Task directions >>
If a line of the records holds the word "painted", copy it out.

Data in this exercise >>
· · · · · · ·

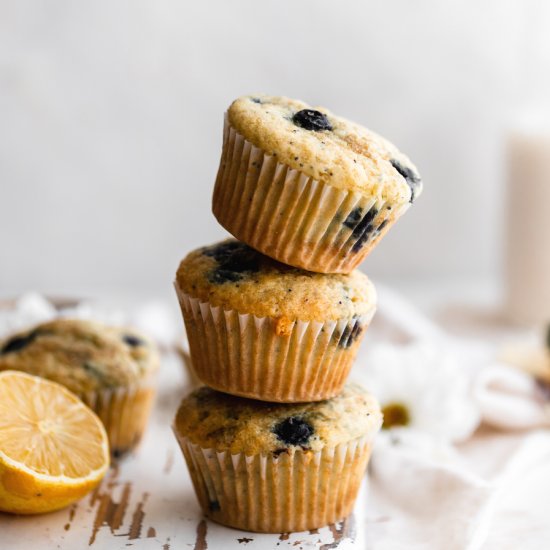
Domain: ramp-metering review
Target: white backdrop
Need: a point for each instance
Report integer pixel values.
(111, 119)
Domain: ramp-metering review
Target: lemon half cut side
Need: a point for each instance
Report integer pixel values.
(53, 448)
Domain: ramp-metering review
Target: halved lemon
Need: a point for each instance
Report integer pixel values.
(53, 448)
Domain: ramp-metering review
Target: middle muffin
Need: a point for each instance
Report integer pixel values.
(261, 329)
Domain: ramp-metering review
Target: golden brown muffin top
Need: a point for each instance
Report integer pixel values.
(234, 276)
(81, 355)
(326, 147)
(224, 422)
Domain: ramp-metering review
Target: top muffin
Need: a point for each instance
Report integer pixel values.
(326, 147)
(81, 355)
(234, 276)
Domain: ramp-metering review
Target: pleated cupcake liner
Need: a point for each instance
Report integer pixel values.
(295, 490)
(124, 412)
(291, 217)
(245, 355)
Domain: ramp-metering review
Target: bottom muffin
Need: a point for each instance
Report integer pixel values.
(277, 467)
(112, 369)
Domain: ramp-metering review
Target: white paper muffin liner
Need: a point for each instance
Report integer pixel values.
(124, 412)
(244, 355)
(294, 491)
(291, 217)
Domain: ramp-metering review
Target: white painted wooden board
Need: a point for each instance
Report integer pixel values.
(147, 502)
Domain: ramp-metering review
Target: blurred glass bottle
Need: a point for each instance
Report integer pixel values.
(527, 247)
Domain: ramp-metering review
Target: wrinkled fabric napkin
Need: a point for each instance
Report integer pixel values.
(478, 479)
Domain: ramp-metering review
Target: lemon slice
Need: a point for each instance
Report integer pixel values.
(53, 449)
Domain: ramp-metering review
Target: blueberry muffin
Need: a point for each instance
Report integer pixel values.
(111, 369)
(265, 330)
(307, 187)
(277, 467)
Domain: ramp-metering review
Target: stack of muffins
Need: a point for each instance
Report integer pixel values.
(277, 441)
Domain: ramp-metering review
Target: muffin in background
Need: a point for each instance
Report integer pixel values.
(261, 329)
(307, 187)
(112, 369)
(277, 467)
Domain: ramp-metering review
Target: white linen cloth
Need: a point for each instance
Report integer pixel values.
(489, 491)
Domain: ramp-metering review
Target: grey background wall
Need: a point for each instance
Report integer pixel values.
(111, 119)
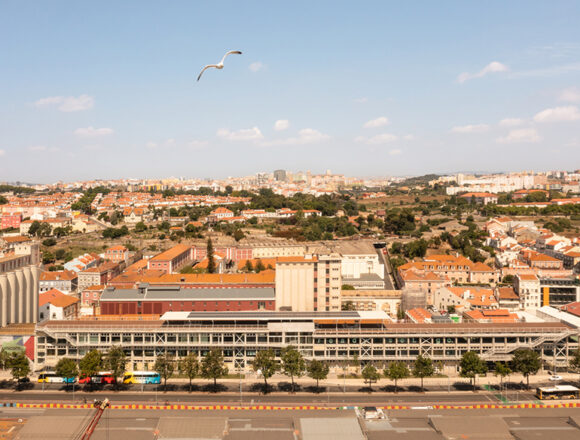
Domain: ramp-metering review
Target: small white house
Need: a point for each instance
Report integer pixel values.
(55, 305)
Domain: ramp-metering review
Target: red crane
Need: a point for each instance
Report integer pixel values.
(100, 406)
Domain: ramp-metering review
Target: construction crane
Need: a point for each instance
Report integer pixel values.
(100, 406)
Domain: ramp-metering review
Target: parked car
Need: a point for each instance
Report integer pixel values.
(373, 413)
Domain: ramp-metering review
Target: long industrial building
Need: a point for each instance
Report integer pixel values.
(19, 295)
(334, 337)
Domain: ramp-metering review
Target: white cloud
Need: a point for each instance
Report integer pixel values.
(197, 145)
(93, 132)
(37, 148)
(511, 122)
(281, 124)
(378, 122)
(558, 114)
(165, 144)
(570, 95)
(493, 67)
(547, 71)
(384, 138)
(256, 66)
(67, 103)
(474, 128)
(245, 134)
(40, 148)
(520, 135)
(305, 136)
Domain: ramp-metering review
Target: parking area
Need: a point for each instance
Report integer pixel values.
(426, 424)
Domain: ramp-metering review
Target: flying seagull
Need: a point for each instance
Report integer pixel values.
(220, 65)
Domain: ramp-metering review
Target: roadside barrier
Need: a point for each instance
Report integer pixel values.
(283, 408)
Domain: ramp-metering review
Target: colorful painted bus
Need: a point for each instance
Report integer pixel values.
(142, 377)
(102, 377)
(558, 392)
(51, 377)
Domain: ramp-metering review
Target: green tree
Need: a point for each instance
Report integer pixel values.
(317, 370)
(66, 368)
(3, 359)
(239, 234)
(91, 363)
(502, 370)
(471, 365)
(526, 361)
(423, 368)
(34, 227)
(189, 366)
(370, 375)
(19, 365)
(165, 366)
(347, 305)
(265, 362)
(212, 366)
(211, 266)
(293, 363)
(116, 362)
(397, 370)
(49, 242)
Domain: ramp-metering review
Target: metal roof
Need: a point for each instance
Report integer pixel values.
(179, 294)
(258, 316)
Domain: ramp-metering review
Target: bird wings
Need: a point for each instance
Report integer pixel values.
(205, 68)
(237, 52)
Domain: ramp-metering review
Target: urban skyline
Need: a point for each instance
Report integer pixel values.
(381, 90)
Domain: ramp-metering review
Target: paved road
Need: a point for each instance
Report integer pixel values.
(271, 399)
(523, 424)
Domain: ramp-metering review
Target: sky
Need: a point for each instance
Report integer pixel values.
(108, 89)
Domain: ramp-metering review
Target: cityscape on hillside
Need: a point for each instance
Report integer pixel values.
(290, 221)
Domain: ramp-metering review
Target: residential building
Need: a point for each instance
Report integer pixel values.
(309, 283)
(507, 298)
(117, 254)
(172, 260)
(426, 282)
(527, 287)
(480, 198)
(388, 301)
(10, 221)
(465, 298)
(91, 296)
(55, 305)
(65, 281)
(97, 275)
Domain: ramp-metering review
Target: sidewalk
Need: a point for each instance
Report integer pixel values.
(335, 383)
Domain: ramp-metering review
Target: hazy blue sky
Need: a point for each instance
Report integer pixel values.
(108, 89)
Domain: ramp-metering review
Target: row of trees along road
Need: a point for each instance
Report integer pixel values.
(422, 368)
(292, 364)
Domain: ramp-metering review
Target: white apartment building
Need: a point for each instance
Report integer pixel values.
(527, 286)
(308, 283)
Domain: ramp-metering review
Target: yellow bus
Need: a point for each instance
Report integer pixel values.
(142, 377)
(558, 392)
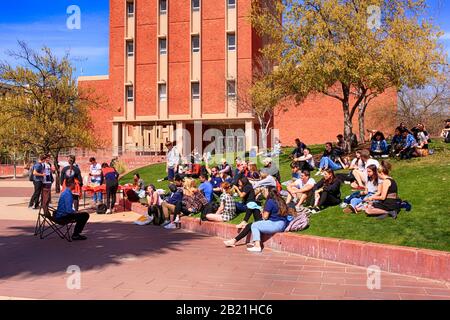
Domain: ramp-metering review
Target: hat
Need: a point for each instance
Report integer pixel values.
(266, 161)
(253, 205)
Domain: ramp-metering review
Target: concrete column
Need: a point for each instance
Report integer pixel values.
(250, 135)
(115, 138)
(179, 133)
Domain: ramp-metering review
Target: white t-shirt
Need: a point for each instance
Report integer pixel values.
(300, 185)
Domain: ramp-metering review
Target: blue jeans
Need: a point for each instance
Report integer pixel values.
(97, 196)
(240, 207)
(357, 201)
(267, 227)
(326, 162)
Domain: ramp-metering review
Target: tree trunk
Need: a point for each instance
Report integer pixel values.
(361, 118)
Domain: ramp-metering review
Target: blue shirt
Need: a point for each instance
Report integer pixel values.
(206, 188)
(216, 182)
(65, 204)
(272, 208)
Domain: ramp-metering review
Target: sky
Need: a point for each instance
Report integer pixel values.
(44, 22)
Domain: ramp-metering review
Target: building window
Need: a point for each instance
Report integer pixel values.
(130, 93)
(195, 5)
(231, 88)
(130, 9)
(162, 6)
(130, 48)
(195, 90)
(162, 92)
(196, 43)
(162, 46)
(231, 41)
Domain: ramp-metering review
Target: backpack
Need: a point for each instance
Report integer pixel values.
(101, 208)
(299, 223)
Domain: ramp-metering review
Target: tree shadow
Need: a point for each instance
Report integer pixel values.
(23, 254)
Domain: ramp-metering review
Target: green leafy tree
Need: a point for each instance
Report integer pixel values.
(44, 111)
(351, 50)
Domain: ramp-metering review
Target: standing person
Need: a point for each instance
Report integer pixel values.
(72, 171)
(95, 174)
(47, 183)
(327, 191)
(65, 211)
(111, 178)
(298, 150)
(173, 160)
(38, 180)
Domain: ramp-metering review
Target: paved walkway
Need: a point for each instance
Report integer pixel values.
(124, 261)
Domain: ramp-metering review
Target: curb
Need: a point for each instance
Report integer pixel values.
(424, 263)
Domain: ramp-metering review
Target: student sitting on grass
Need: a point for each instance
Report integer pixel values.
(274, 219)
(227, 209)
(301, 189)
(356, 201)
(327, 191)
(387, 201)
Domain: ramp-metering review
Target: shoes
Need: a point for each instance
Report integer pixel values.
(230, 243)
(171, 225)
(315, 210)
(254, 249)
(77, 237)
(241, 225)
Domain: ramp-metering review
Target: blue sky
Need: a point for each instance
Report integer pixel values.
(43, 22)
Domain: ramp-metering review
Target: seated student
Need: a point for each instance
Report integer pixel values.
(408, 146)
(271, 169)
(360, 176)
(327, 191)
(253, 172)
(422, 141)
(274, 220)
(378, 146)
(396, 142)
(306, 160)
(65, 211)
(298, 150)
(301, 189)
(445, 133)
(261, 186)
(227, 209)
(387, 201)
(206, 187)
(169, 203)
(329, 159)
(245, 191)
(373, 183)
(341, 144)
(193, 202)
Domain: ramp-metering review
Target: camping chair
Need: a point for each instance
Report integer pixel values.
(47, 224)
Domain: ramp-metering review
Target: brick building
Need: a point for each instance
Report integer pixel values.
(176, 65)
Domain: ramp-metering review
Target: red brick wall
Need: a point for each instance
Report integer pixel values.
(320, 118)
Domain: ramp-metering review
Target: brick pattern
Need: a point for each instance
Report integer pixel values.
(396, 259)
(123, 261)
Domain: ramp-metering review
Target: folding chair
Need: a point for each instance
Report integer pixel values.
(47, 224)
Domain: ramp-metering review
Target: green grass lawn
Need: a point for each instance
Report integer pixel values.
(424, 182)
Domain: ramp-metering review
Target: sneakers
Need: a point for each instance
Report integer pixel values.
(315, 210)
(77, 237)
(241, 225)
(230, 243)
(254, 249)
(171, 225)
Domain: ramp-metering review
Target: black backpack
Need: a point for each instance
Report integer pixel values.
(101, 208)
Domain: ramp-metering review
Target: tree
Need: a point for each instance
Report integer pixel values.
(341, 49)
(44, 111)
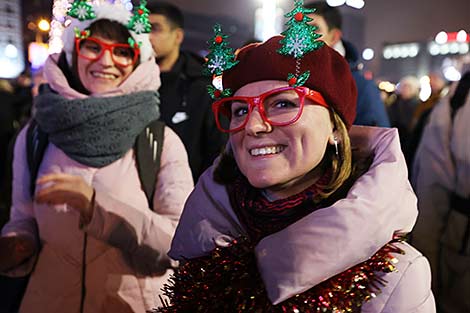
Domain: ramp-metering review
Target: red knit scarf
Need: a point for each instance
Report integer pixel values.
(262, 217)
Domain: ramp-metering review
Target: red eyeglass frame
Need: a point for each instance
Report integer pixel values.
(106, 47)
(303, 92)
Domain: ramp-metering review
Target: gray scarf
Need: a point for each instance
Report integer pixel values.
(95, 131)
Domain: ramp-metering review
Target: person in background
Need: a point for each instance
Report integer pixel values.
(302, 206)
(185, 105)
(401, 110)
(88, 234)
(7, 131)
(24, 98)
(370, 108)
(421, 114)
(440, 177)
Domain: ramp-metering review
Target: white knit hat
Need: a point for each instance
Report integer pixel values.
(112, 12)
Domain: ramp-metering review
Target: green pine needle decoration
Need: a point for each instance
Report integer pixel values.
(221, 56)
(300, 37)
(139, 23)
(218, 94)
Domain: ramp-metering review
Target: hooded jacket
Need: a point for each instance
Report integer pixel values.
(117, 262)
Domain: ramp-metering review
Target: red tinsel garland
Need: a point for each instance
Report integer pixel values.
(228, 280)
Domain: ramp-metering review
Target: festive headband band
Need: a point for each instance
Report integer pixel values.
(137, 23)
(299, 39)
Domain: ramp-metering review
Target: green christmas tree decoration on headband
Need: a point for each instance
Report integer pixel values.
(299, 39)
(81, 34)
(82, 10)
(220, 58)
(139, 22)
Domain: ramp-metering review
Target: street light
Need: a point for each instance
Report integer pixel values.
(44, 25)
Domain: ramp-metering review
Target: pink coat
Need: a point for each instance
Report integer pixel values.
(126, 245)
(327, 241)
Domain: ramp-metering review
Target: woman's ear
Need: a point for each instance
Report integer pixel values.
(333, 137)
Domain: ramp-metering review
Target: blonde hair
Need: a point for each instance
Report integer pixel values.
(340, 164)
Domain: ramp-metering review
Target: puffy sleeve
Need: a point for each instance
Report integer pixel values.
(335, 238)
(22, 220)
(146, 235)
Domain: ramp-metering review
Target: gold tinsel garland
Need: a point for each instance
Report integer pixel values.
(228, 280)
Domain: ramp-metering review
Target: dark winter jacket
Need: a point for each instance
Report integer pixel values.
(370, 108)
(186, 108)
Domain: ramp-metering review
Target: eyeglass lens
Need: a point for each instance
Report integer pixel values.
(279, 107)
(93, 49)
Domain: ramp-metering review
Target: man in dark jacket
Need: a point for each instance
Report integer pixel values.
(370, 108)
(185, 104)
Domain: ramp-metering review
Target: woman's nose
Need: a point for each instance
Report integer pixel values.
(107, 58)
(255, 124)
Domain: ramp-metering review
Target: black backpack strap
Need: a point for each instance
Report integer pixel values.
(148, 149)
(36, 144)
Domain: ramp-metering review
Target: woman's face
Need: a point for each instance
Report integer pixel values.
(103, 74)
(280, 159)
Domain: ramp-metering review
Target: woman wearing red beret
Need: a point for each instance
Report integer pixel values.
(302, 212)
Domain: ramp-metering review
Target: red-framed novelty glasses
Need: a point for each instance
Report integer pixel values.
(92, 49)
(278, 107)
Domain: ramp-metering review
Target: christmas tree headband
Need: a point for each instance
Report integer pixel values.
(84, 13)
(299, 39)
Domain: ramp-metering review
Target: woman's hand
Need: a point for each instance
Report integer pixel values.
(14, 251)
(67, 189)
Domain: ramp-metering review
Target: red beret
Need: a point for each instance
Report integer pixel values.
(329, 73)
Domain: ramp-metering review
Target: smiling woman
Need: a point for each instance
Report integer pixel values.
(92, 230)
(303, 212)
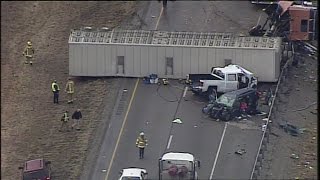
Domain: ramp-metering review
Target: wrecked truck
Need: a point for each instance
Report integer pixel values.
(221, 80)
(227, 106)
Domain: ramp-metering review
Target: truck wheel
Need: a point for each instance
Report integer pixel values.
(212, 93)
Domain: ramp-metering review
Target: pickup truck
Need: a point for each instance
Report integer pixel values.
(221, 80)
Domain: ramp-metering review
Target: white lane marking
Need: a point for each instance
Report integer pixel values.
(159, 19)
(170, 139)
(185, 92)
(219, 148)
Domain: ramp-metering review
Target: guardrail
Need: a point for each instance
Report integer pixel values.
(266, 132)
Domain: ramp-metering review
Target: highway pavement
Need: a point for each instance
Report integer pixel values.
(151, 108)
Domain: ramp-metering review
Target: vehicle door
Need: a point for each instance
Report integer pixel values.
(231, 82)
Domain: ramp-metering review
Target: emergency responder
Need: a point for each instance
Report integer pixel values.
(141, 143)
(28, 53)
(76, 116)
(64, 122)
(70, 90)
(55, 89)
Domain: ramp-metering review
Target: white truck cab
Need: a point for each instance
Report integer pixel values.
(133, 174)
(178, 165)
(222, 80)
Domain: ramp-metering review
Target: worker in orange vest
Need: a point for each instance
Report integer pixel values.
(28, 53)
(70, 90)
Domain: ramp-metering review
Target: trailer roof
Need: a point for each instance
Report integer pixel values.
(165, 38)
(178, 156)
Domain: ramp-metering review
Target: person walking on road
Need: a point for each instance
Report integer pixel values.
(28, 53)
(55, 89)
(76, 116)
(64, 122)
(70, 90)
(141, 143)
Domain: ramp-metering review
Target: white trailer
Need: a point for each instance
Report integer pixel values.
(178, 165)
(139, 53)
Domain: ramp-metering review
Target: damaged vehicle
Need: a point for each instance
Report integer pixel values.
(222, 80)
(227, 106)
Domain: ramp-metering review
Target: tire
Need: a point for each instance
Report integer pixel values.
(212, 91)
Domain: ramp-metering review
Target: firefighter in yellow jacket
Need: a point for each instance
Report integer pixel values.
(64, 122)
(141, 143)
(70, 90)
(28, 53)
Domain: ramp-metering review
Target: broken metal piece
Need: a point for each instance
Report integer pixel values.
(240, 151)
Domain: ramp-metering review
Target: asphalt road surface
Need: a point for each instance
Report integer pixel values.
(151, 108)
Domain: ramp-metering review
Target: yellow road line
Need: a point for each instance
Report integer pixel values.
(123, 123)
(159, 18)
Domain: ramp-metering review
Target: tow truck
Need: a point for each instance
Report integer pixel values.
(221, 80)
(178, 165)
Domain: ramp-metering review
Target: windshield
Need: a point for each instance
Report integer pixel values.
(226, 99)
(130, 178)
(218, 73)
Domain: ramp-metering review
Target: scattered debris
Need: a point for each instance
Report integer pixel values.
(261, 113)
(291, 129)
(272, 133)
(177, 120)
(240, 151)
(304, 107)
(294, 156)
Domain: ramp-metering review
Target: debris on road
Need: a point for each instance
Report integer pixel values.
(240, 151)
(272, 133)
(304, 107)
(177, 120)
(151, 79)
(291, 129)
(294, 156)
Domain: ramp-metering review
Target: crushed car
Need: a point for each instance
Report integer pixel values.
(227, 106)
(36, 169)
(133, 173)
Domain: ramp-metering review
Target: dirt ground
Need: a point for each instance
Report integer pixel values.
(29, 119)
(294, 105)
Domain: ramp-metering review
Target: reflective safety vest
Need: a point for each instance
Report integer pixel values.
(65, 117)
(70, 87)
(141, 142)
(55, 87)
(28, 51)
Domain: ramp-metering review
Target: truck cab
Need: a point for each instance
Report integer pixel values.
(178, 165)
(222, 80)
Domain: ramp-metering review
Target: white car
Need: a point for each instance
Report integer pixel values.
(133, 174)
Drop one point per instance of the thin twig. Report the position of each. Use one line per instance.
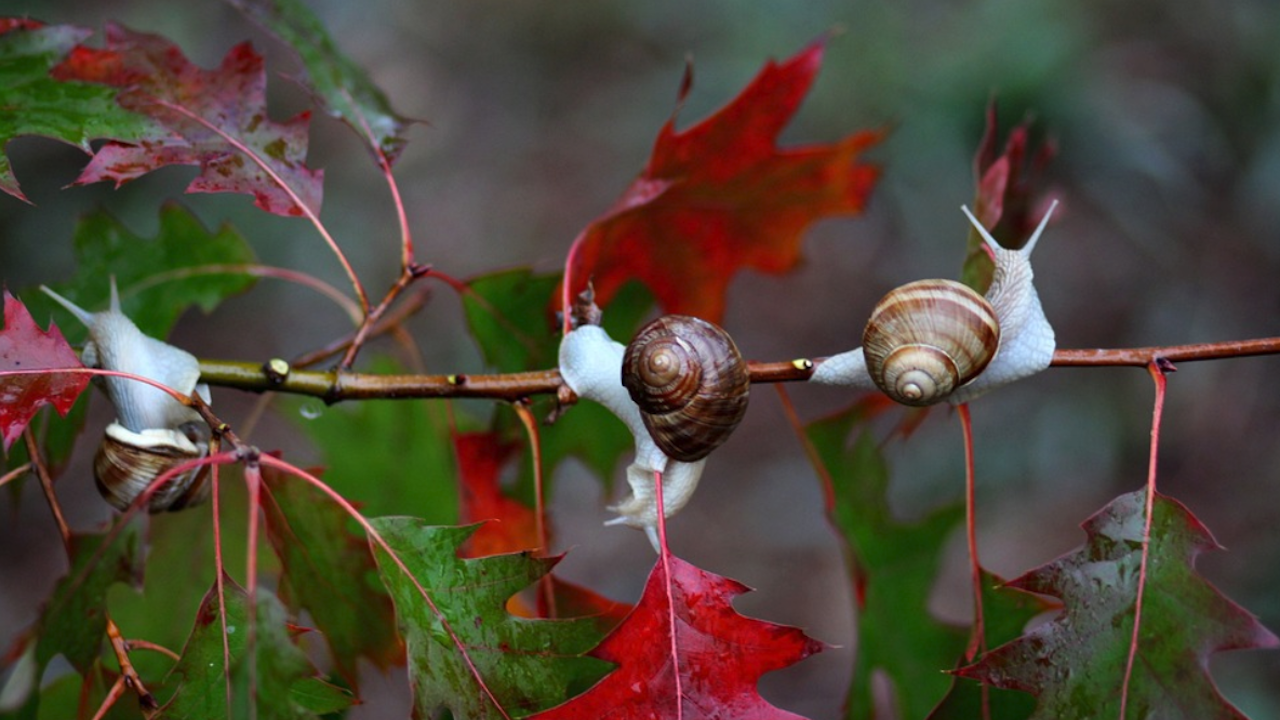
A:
(334, 387)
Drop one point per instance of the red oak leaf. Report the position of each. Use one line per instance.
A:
(508, 525)
(216, 118)
(1006, 200)
(721, 196)
(708, 670)
(23, 346)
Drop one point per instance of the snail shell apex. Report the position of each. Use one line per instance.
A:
(128, 461)
(927, 338)
(690, 383)
(152, 432)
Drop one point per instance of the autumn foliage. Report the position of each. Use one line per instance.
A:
(424, 548)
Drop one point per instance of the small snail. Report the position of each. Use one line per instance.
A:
(690, 383)
(927, 338)
(152, 432)
(931, 341)
(592, 365)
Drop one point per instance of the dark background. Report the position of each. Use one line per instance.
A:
(1168, 118)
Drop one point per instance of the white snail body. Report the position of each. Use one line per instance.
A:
(590, 363)
(690, 383)
(152, 432)
(1002, 337)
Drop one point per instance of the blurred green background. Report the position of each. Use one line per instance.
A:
(538, 114)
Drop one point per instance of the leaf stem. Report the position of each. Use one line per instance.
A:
(1157, 370)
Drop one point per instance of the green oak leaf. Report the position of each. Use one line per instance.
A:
(36, 104)
(526, 665)
(272, 679)
(1005, 614)
(1075, 664)
(341, 86)
(388, 455)
(183, 265)
(894, 566)
(73, 623)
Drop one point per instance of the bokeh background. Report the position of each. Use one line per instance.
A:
(538, 114)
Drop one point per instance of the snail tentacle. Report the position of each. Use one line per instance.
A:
(931, 341)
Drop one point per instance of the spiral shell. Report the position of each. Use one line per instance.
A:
(927, 338)
(127, 463)
(690, 382)
(152, 432)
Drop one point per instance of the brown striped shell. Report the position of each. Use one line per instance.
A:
(690, 382)
(127, 463)
(927, 338)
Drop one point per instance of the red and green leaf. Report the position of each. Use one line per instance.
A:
(694, 657)
(894, 568)
(721, 196)
(342, 87)
(507, 315)
(1075, 664)
(1008, 199)
(270, 678)
(159, 278)
(40, 105)
(215, 119)
(506, 524)
(23, 346)
(328, 570)
(1005, 614)
(465, 651)
(73, 623)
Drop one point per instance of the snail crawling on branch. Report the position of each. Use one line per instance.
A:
(931, 341)
(680, 386)
(690, 383)
(152, 432)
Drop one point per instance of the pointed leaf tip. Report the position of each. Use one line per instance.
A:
(731, 199)
(23, 346)
(1075, 664)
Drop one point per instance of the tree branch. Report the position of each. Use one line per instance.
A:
(334, 386)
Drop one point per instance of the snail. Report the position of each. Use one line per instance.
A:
(592, 365)
(690, 383)
(152, 432)
(931, 341)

· · · · · · ·

Expected answer >>
Target: white painted wooden board
Target: colorful painted bus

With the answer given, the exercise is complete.